Brano scelto:
########################################
29 aprile 2017 – 29 aprile 2018
IL DOVERE DI NON COLLABORARE, azione nonviolenta di boycottaggio dell’istituzione negante agita dal progetto culturale Collettivamente memoria, oggi festeggia i suoi primi 365 giorni di NON COLLABORAZIONE.
Se ne sono accorti in molt*. Dello spazio con libri se ne sono accorti persino gli utenti. Ma si sa l’istituzione arriva sempre dopo i cittadini.
Della casa con libri e del palco senza consapevolezze, le operatrici e gli operatori di turno non si sono ancora accorti – a più di un anno dal disastro – di aver agito la DISCRIMINAZIONE verso MINORI e verso GIOVANI.
A LORO INSAPUTA.
Promuovendo la lettura, e magari in nome, dei 12 Principi della Costituzione della Repubblica Italiana.
L’ostracismo ignorante (ché ostrakismòs è quasi cultura politica) si spinge al non saluto.
Del resto l’educazione non si compra: o ce l’hai o non ce l’hai. Se te la sei fatta …e se è permanente. Se conosci le leggi senza ostentare il ridicolo del verosimile.
“Fatti non foste” … ma strafatti si diventa.
Chi è acefalo, ALLINEATO, di corte, e non ha ANCORA compreso i danni che ha arrecati, e riporta solo frammenti di quanto è accaduto: “vedi cara è difficile spiegare è difficile capire, se non hai capito già” (Guccini Francesco, Vedi cara, 1970) non può comprendere né la didattica né i contenuti dell’azione nonviolenta.
A chi va col cronometro a misurare l’azione pseudoculturale che crede di aver agito – a spese della collettività e a spese della discriminazione di MINORI – propongo un corso di alfabetizzazione primaria permanente; a chi CAvaLCA i palchi delle autorità in improbabili cerimonie di riduzionismo storico e culturale propongo un corso di alfabetizzazione politica e dico: IO NON CI STO.
NON NEL MIO NOME.
Il maestro e amico Italo Tibaldi ammoniva a non lasciare spazi liberi all’antagonista che li riempie sempre. Ma se è spazio di melma io non mi inmelmo.
Per il DOVERE DI NON COLLABORARE.
Allora il processo di transumanza e di trasferimento altro non è che il dovere NECESSARIO di NON COLLABORARE per andare, tra il resto, anche a pagare le tasse altrove.
Per sostenere altrove istituti, istituzioni, progetti culturali e spazi COLLETTIVI di PROPRIETA’ e di RESPONSABILITA’ COLLETTIVI: la PIAZZA, LA SCUOLA, LA BIBLIOTECA. Questa è un’idea e uno slogan del progetto culturale Collettivamente memoria. Pronta per essere copiata da chi non ha idee.
PIAZZA, BIBLIOTECA E SCUOLA sono spazi di PROPRIETA’ COLLETTIVA (senza furto). Sono di tutte e di tutti.
########################################
Elenco:
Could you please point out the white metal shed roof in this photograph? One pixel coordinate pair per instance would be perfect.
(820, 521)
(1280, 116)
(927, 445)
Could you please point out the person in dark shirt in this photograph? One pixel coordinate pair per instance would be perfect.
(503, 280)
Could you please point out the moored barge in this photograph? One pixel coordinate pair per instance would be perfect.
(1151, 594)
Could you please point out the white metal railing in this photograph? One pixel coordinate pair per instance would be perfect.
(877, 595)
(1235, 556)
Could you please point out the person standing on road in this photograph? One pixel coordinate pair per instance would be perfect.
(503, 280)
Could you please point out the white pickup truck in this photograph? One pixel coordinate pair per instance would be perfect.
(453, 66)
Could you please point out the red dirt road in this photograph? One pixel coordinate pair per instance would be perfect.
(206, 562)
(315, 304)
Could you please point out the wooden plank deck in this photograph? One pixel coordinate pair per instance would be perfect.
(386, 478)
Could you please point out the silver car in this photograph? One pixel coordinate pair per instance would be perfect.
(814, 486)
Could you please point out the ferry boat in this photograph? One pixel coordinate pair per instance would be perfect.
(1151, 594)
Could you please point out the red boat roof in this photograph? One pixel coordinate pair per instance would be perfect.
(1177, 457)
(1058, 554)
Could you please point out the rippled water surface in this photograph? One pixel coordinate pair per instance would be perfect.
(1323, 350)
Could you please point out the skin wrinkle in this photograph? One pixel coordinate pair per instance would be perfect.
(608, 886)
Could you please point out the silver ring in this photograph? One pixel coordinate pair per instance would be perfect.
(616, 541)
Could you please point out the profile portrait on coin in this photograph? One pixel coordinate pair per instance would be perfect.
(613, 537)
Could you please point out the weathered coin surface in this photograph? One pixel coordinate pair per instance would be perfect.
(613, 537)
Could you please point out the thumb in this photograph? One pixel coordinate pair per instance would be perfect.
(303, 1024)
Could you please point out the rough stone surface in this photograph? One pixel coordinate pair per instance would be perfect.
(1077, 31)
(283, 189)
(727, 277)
########################################
Attività:
1 – Secondo il brano, chi ammoniva a non lasciare spazi liberi all'antagonista?
2 – Per favore, riscrivi per punti il paragrafo del brano che inizia con "Per sostenere altrove istituti", mantenendone i fatti principali.
L'elenco proviene da un'altra fonte.

Risultati finali:
1 – Italo Tibaldi, definito maestro e amico.

2 –
- Scopo: sostenere altrove istituti, istituzioni, progetti culturali e spazi collettivi di proprietà e responsabilità collettive.
- Spazi indicati: la piazza, la scuola, la biblioteca.
- Si tratta di un'idea e di uno slogan del progetto culturale Collettivamente memoria.
- È pronta per essere copiata da chi non ha idee.